= Task =
Nothing but a number should be given: the count of lines in the listing that include "curtain".

= Task inputs =
--------
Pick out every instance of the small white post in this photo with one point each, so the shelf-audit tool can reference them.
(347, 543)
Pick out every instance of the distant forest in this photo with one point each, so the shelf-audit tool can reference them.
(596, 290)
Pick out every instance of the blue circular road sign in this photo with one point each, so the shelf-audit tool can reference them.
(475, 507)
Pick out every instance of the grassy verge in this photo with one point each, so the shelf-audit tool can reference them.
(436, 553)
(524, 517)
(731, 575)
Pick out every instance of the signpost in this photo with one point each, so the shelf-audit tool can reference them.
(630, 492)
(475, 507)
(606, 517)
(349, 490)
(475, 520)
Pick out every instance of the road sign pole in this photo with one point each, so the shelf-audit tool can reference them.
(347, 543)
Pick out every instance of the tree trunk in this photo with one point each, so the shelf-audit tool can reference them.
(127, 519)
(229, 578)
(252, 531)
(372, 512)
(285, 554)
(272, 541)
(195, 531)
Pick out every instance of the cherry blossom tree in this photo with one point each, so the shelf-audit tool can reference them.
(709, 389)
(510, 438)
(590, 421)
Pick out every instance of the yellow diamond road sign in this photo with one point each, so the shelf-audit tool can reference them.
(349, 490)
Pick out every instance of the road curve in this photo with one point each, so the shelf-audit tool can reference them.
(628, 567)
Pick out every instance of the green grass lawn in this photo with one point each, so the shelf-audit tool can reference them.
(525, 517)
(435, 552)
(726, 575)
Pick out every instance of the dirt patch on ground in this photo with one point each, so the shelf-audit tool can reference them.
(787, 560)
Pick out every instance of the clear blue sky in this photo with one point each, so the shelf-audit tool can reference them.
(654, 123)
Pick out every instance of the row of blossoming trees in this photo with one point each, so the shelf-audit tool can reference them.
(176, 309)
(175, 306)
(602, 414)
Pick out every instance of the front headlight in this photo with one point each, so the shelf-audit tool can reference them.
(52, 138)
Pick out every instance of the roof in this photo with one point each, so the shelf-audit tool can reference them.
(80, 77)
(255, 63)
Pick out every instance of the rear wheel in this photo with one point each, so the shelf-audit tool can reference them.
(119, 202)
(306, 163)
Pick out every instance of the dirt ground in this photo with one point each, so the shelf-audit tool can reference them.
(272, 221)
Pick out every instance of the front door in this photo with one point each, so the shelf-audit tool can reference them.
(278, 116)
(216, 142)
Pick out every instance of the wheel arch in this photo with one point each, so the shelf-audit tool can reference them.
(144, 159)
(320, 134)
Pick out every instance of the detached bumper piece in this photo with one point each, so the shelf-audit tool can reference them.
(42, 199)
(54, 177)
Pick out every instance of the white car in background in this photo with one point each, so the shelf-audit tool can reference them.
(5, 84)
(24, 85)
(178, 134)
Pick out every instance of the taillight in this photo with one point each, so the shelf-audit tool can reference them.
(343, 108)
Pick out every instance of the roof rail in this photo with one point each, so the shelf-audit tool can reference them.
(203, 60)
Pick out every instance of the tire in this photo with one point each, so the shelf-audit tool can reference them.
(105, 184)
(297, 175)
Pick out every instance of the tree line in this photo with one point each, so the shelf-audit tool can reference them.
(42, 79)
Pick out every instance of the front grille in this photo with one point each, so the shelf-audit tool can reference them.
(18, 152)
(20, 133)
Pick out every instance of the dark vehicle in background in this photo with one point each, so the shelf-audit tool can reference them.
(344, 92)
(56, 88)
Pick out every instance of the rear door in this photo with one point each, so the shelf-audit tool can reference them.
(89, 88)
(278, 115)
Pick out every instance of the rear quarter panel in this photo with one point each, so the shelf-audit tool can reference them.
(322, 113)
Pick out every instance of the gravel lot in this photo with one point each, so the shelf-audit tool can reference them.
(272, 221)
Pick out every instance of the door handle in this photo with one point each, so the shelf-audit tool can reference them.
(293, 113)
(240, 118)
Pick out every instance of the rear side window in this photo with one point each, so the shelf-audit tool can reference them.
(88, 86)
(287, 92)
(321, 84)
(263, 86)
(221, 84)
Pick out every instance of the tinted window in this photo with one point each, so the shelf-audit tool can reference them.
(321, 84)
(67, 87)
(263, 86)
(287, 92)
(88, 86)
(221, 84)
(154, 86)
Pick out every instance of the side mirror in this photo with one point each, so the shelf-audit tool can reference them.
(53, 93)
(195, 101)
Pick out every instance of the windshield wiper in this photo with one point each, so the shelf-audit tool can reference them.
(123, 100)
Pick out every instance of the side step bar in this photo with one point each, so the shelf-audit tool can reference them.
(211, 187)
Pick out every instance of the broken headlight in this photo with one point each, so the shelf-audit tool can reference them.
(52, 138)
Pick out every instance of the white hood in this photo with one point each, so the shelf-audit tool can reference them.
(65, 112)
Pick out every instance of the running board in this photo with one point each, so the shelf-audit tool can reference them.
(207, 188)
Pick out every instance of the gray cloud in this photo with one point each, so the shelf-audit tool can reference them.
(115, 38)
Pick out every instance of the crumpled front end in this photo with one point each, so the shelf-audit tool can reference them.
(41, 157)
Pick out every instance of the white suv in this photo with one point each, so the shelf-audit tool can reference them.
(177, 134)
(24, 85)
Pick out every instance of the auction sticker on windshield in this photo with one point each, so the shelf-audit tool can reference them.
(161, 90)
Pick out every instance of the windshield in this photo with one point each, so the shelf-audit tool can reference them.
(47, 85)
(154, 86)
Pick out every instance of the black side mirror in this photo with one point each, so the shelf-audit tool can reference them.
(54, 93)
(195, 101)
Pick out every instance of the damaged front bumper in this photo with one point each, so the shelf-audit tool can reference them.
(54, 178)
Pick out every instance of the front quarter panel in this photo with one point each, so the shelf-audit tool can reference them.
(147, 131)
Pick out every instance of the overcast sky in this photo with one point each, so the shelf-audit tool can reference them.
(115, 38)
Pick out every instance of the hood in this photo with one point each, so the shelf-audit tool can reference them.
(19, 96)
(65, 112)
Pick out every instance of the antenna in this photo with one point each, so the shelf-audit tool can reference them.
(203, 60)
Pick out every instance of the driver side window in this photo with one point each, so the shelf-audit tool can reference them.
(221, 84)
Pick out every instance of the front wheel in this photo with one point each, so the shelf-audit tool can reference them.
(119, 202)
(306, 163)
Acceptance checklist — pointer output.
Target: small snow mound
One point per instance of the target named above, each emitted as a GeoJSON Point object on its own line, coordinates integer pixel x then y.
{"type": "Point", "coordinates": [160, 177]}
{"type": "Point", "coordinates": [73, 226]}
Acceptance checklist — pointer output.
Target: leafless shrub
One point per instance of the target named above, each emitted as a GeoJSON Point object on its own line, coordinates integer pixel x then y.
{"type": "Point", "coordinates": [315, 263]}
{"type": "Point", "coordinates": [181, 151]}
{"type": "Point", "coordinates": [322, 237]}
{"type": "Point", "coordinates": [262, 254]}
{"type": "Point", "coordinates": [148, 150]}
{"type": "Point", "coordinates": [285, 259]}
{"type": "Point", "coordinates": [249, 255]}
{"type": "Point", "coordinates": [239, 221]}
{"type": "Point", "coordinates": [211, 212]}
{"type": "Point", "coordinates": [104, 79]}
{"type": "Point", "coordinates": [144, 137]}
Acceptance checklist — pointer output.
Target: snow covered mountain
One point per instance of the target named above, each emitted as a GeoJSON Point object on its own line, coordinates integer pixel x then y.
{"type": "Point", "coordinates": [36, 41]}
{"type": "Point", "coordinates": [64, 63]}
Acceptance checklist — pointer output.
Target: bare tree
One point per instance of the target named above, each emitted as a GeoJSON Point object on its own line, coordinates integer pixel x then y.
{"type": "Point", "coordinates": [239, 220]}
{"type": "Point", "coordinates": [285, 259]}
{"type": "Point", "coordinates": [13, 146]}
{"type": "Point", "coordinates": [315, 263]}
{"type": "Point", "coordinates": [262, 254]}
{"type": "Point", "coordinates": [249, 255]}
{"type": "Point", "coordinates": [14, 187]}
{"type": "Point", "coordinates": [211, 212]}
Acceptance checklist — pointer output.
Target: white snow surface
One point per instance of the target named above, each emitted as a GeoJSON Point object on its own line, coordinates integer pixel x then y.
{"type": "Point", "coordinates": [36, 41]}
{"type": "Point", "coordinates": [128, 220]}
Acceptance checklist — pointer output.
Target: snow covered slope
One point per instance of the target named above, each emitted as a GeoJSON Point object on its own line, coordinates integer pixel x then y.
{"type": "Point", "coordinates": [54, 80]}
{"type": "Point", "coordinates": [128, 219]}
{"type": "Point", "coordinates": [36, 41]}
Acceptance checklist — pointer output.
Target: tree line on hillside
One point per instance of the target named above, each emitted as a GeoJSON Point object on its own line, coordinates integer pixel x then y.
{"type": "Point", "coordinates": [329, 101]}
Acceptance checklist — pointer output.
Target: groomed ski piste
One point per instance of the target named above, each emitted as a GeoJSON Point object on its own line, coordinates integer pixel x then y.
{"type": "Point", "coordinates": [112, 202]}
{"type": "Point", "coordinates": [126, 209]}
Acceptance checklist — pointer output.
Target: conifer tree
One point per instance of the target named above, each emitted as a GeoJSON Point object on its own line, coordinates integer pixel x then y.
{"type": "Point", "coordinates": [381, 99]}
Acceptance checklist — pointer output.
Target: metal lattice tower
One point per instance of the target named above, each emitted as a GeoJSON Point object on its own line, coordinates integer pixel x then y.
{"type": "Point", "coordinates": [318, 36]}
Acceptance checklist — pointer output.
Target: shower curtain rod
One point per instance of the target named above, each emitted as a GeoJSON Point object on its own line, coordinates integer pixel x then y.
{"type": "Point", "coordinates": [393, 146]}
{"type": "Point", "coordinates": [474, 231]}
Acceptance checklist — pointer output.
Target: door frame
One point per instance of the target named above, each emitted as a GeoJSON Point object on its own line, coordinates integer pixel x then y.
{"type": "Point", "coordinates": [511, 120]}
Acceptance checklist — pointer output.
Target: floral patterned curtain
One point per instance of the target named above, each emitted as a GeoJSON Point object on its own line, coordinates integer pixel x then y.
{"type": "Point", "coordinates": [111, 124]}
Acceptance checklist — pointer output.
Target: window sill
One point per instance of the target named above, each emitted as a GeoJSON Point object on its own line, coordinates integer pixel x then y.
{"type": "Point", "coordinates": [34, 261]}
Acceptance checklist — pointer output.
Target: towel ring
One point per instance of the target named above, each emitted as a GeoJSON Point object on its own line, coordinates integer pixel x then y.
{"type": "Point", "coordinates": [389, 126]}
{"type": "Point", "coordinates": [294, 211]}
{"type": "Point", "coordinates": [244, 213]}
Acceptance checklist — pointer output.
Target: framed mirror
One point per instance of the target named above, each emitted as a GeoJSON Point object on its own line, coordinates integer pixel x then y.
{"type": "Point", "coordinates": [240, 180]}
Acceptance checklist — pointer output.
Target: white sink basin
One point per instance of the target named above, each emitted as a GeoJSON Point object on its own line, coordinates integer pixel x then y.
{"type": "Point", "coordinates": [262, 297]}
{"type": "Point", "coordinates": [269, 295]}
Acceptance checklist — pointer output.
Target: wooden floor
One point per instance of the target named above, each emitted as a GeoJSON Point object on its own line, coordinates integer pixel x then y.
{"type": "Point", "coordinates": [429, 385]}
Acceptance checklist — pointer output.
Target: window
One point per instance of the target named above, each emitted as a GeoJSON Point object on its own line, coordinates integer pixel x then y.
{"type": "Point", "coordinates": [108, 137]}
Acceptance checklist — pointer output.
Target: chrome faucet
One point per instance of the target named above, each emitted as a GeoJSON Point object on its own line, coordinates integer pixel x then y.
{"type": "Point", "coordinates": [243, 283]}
--------
= Solution below =
2